Object position labeling entries
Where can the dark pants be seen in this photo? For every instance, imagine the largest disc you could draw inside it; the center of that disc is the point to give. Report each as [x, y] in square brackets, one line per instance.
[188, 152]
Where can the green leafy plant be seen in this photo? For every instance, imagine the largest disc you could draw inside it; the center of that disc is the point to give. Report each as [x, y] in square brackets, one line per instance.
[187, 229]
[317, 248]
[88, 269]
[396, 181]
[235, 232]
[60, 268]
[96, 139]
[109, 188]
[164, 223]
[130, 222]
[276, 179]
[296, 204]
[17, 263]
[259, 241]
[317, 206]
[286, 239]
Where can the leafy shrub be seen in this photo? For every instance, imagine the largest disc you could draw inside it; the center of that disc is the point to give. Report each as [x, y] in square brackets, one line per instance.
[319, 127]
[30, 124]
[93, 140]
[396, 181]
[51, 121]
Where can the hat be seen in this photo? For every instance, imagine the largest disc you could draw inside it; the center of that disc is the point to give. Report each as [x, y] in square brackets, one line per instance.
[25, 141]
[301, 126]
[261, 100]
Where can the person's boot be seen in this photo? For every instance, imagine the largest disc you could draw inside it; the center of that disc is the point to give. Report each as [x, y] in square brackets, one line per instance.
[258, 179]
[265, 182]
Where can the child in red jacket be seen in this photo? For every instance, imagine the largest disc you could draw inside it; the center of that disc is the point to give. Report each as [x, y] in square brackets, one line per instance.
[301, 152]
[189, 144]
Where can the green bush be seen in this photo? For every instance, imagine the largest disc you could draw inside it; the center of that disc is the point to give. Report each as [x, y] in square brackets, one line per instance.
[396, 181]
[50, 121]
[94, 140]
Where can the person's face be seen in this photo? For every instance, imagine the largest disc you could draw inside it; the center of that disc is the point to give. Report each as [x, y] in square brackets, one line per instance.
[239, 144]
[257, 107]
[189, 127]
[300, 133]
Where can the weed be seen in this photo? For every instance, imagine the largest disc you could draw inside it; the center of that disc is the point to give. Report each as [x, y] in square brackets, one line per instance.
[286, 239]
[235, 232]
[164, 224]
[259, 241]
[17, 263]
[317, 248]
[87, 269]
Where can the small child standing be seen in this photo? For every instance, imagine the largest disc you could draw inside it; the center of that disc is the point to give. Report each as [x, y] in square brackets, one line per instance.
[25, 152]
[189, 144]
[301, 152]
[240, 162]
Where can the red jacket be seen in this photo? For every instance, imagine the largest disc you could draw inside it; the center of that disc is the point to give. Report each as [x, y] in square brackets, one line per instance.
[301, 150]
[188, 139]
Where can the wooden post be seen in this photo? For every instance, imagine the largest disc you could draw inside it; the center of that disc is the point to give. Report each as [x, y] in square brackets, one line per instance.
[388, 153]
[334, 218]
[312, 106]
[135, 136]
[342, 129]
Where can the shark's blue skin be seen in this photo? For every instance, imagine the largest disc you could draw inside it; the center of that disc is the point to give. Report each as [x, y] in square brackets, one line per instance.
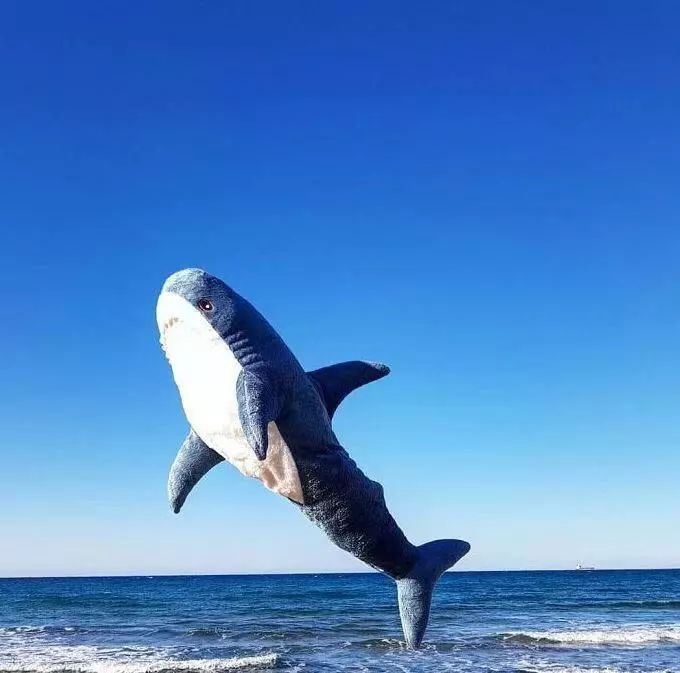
[271, 387]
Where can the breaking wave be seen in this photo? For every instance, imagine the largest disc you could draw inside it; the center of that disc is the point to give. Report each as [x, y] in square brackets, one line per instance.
[624, 636]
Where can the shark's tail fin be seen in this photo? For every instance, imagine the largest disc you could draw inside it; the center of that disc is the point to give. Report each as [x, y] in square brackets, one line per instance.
[415, 590]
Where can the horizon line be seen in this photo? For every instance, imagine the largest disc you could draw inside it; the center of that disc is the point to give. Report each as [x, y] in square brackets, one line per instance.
[322, 572]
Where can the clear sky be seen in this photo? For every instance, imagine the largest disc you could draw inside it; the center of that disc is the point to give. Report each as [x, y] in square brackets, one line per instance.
[482, 195]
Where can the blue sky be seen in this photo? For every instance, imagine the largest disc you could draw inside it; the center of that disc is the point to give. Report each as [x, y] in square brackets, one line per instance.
[482, 195]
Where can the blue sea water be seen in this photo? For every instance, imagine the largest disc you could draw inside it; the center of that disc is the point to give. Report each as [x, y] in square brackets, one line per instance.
[534, 622]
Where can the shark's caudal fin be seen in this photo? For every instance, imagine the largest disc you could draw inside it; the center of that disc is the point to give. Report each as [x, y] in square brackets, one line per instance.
[334, 383]
[415, 590]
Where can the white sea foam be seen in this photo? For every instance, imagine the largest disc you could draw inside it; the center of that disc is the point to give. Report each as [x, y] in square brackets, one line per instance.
[551, 667]
[625, 635]
[87, 659]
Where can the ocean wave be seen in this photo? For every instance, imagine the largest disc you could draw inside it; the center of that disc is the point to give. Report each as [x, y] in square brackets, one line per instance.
[550, 667]
[630, 605]
[624, 636]
[261, 661]
[22, 657]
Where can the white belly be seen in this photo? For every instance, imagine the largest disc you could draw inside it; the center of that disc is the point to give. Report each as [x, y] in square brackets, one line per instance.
[206, 372]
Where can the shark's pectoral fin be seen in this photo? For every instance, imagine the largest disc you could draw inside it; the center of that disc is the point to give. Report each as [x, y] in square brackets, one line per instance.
[258, 405]
[194, 459]
[334, 383]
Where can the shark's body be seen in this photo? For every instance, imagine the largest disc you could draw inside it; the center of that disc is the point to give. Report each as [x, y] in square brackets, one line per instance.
[249, 401]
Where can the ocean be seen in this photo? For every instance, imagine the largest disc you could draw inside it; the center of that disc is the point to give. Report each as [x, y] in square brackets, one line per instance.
[555, 622]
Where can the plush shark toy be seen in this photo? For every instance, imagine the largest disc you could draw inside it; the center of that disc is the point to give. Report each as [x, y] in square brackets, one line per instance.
[248, 400]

### Work instructions:
Return to the listing above and set it down exactly, leaving out its pictures.

### Finished answer:
Where can the dark pants be seen in this photo? For every instance, imagine the largest disc you could draw inside it; the center of that disc is the point to give. Report each as [x, y] in square brackets, one line per instance.
[188, 152]
Where can the green leafy plant be seen in this photo? For every instance, imagine the largest disc you could draw inside it; the center of that disc is the point to give. Report each as [x, y] in square brackets, one line per instance.
[187, 229]
[317, 248]
[88, 269]
[396, 181]
[235, 232]
[60, 268]
[96, 139]
[109, 188]
[164, 223]
[130, 222]
[276, 179]
[296, 204]
[17, 263]
[259, 241]
[317, 206]
[286, 239]
Where can the leafy shrub be seen in this photo? For every instance, imagine the largest disc you could draw inside it; the center of that disc is the point to give. Report each as [x, y] in square brackets, one line per instance.
[319, 127]
[30, 124]
[93, 140]
[396, 181]
[51, 121]
Where can the hat be seen in this photo? For every instance, imagine the largest disc you could draw inside it; the center of that disc is the point to give. Report each as [x, y] in square brackets, one line per instance.
[25, 141]
[301, 126]
[261, 100]
Where can the person's boot be seen in this photo? For every instance, imagine the largest disc you could draw inside it; the center of that disc is the point to give. Report each as [x, y] in square brackets, one line per instance.
[258, 179]
[265, 182]
Where can the child in red jacket be seen in this photo? For every instance, imagine the largest disc you could draw inside it; the center of that disc is the point to give. Report each as [x, y] in square brackets, one line per instance.
[301, 152]
[189, 144]
Where can the green bush be seen in this photo? For every instance, imagine the largest disc you could draw inside it; the center of that disc is the point to give. Report each as [x, y] in square brackets, one line per instance.
[396, 181]
[50, 121]
[94, 140]
Where can the person's face be seen in this photo? For every instance, imagine the largest disc you could draw inside it; the center of that disc is the point to give. Report each as [x, y] in square brackets, one line per instance.
[239, 144]
[257, 107]
[189, 127]
[300, 133]
Where can the weed be seen in this photo? For every instance, imagine the largest disc you could draw inside it; the center of that disc is the point to give. Report each as [x, y] in square brackets, one line per instance.
[286, 239]
[235, 232]
[164, 224]
[259, 241]
[17, 263]
[317, 248]
[87, 269]
Where can the small child standing be seen in this photo? For every instance, imagine the largest disc you could draw inside it; the center of that disc is the point to give. Report each as [x, y] in square brackets, one line per instance.
[25, 152]
[189, 144]
[301, 152]
[240, 162]
Where can the red jacket be seen in this photo? For every instance, imagine the largest disc you could draw inside it; the center of that disc is the point to give. Report each as [x, y] in square brackets, one line per instance.
[301, 150]
[188, 139]
Where can the wooden post be seen in this photo? For every instance, imagine the largest disc you could draw inside it; the center of that disc is the point to give. Report each as [x, y] in square brackets, one line per instance.
[388, 153]
[334, 218]
[312, 106]
[135, 136]
[342, 129]
Where can the shark's blue skin be seen in this photo? For every instance, imagine the largest disc you could draw inside it; the center of that disc is the point to give. Report each as [x, y] in square brackets, one line per instance.
[271, 387]
Where can the breaking wave be seen in this photo? For every instance, imagine the largest disc you could draw inside it; the center of that disc is the point to give. Report each as [x, y] in square brackets, one line per instance.
[624, 636]
Where can the shark's tail fin be seen in this photo? For every instance, imagine the largest disc you could draw inside it; the center of that disc is the point to give. Report each as [x, y] in square brackets, one line per instance.
[415, 590]
Where can the horizon line be seen in this photo? For every instance, imagine the largest disc you could draw inside it; the center of that disc is the point to give. Report each as [x, y] in square brackets, one line per instance.
[322, 572]
Where can the clear sky be seen in this photo? For every instance, imagine the largest disc you could draw inside it; the center of that disc is the point to give. Report each as [x, y] in square brackets, one line per instance.
[482, 195]
Where can the blue sky be seen in this photo? For every instance, imagine the largest disc you could draw inside it; the center of that disc is the point to give. Report each as [x, y] in square brackets, one line per instance.
[482, 195]
Where can the blue sea water be seen in this photo? For every instance, imagine the largest disc you could draw inside it; the center of that disc is the point to give. Report each as [x, y] in square brackets, one line per instance.
[534, 622]
Where can the shark's caudal fin be seen in this photo? For every instance, imagine the largest disc you could draw inside it; the center of that disc is the point to give. Report each as [x, y] in square brackets, one line per instance.
[334, 383]
[415, 590]
Where can the white sea foam be seen in this photo? For every instance, imagine the largest disc you could draw inside it; the center of that disc is the point to give. Report each as [x, y] in square brackets, one line per instance.
[551, 667]
[625, 635]
[87, 659]
Where can the ocean wave be seen in this photo? For every instance, imagine the largest disc you could draw inside it; the center of that disc is the point to give. Report each as [x, y] in square brackets, one line per instance.
[550, 667]
[630, 605]
[624, 636]
[261, 661]
[22, 657]
Where can the white belly be seen in this photo? For every instance, imagine the largest disc you could draw inside it; the center of that disc is the point to give. Report each as [x, y] in square brackets, one line per instance.
[206, 372]
Where can the shark's pectoral fin be seen in this photo? For every instance, imagine the largest disc you could draw inside it; the center of that disc is the point to give. Report each as [x, y] in square brackets, one line per instance.
[258, 405]
[194, 459]
[334, 383]
Where can the shark's body be seen in this photo? For every instance, imagine the largest disc you could draw inside it; the center of that disc is the point to give. Report each as [x, y] in square brackets, one line per instance.
[249, 401]
Where can the ocean be seen in this photo? For every instance, imagine the largest disc you could draw inside it; the center of that disc is the point to give. Report each as [x, y] in square brackets, one line per instance.
[555, 622]
Where can the plush shark toy be seen in this photo? For every instance, imagine the largest disc you could draw inside it; the center of that disc is the point to give. Report each as [x, y] in square brackets, one line per instance.
[248, 400]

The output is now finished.